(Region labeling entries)
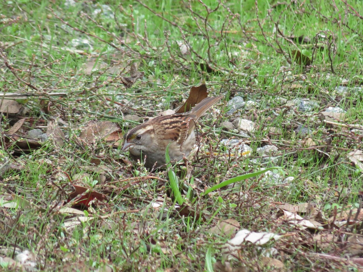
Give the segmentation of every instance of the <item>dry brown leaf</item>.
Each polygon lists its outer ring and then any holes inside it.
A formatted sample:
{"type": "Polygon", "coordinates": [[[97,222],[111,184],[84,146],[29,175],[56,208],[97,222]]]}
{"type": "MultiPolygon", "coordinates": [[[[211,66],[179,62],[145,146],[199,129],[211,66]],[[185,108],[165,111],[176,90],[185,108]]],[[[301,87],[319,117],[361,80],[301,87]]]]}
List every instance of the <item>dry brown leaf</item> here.
{"type": "Polygon", "coordinates": [[[82,207],[88,207],[90,202],[94,199],[97,199],[100,201],[107,198],[107,197],[100,193],[95,191],[88,190],[88,188],[83,186],[73,185],[74,191],[71,193],[68,198],[68,202],[72,201],[74,204],[74,206],[81,206],[82,207]]]}
{"type": "MultiPolygon", "coordinates": [[[[278,269],[284,269],[285,268],[284,263],[282,261],[273,258],[262,256],[261,257],[261,261],[265,267],[272,267],[278,269]]],[[[277,271],[274,270],[274,271],[277,271]]]]}
{"type": "Polygon", "coordinates": [[[184,104],[175,111],[175,113],[183,113],[189,111],[208,96],[208,92],[205,84],[196,87],[193,86],[190,88],[189,97],[184,104]]]}
{"type": "Polygon", "coordinates": [[[307,56],[304,55],[298,50],[291,51],[291,58],[300,65],[309,66],[311,64],[311,61],[307,56]]]}
{"type": "Polygon", "coordinates": [[[354,149],[348,154],[348,158],[354,162],[355,165],[363,170],[363,151],[358,149],[354,149]]]}
{"type": "Polygon", "coordinates": [[[52,135],[54,139],[54,143],[58,147],[61,147],[64,144],[65,139],[64,133],[56,123],[52,121],[49,122],[46,133],[48,137],[52,135]]]}
{"type": "Polygon", "coordinates": [[[318,233],[313,236],[314,244],[315,244],[320,248],[326,252],[329,252],[332,250],[335,245],[335,242],[338,237],[330,233],[324,233],[323,232],[318,233]]]}
{"type": "Polygon", "coordinates": [[[123,77],[121,78],[121,81],[126,88],[132,86],[136,80],[144,76],[143,72],[138,72],[137,66],[135,62],[131,65],[130,69],[130,77],[123,77]]]}
{"type": "Polygon", "coordinates": [[[4,99],[0,100],[0,112],[17,114],[23,108],[23,105],[15,100],[4,99]]]}
{"type": "Polygon", "coordinates": [[[106,143],[114,143],[113,145],[117,147],[122,144],[123,137],[122,131],[120,129],[110,133],[105,140],[106,143]]]}
{"type": "Polygon", "coordinates": [[[23,151],[34,150],[41,147],[41,145],[37,141],[32,139],[17,141],[14,143],[14,145],[23,151]]]}
{"type": "Polygon", "coordinates": [[[112,122],[105,121],[91,124],[81,132],[79,138],[86,139],[90,143],[94,143],[118,131],[119,128],[112,122]]]}
{"type": "Polygon", "coordinates": [[[21,128],[23,124],[24,124],[24,122],[25,121],[25,118],[21,118],[20,120],[18,120],[18,121],[14,124],[14,125],[11,127],[7,132],[7,135],[11,135],[12,134],[14,134],[17,132],[19,130],[20,128],[21,128]]]}
{"type": "Polygon", "coordinates": [[[235,219],[228,219],[219,222],[217,226],[212,227],[209,232],[222,236],[232,236],[240,229],[240,223],[235,219]]]}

• _Exercise requirements_
Please recast the material as a numbered list, from its start up to and including the line with "List every instance", skipping blank lines. Leave the pictures out of your answer.

• _Reply_
1. Give the segmentation of every instance of the <item>dry brown leaf</item>.
2. Each polygon lists its outer ring and then any holes inside it.
3. A formatted sample:
4. {"type": "Polygon", "coordinates": [[[97,222],[111,184],[84,146],[29,175],[56,208],[97,222]]]}
5. {"type": "MultiPolygon", "coordinates": [[[[211,66],[179,62],[145,146],[199,129],[211,66]],[[185,108],[165,111],[176,90],[185,108]]],[[[301,87],[319,117],[361,80],[301,87]]]]}
6. List every instance of the <item>dry brown leaf</item> here.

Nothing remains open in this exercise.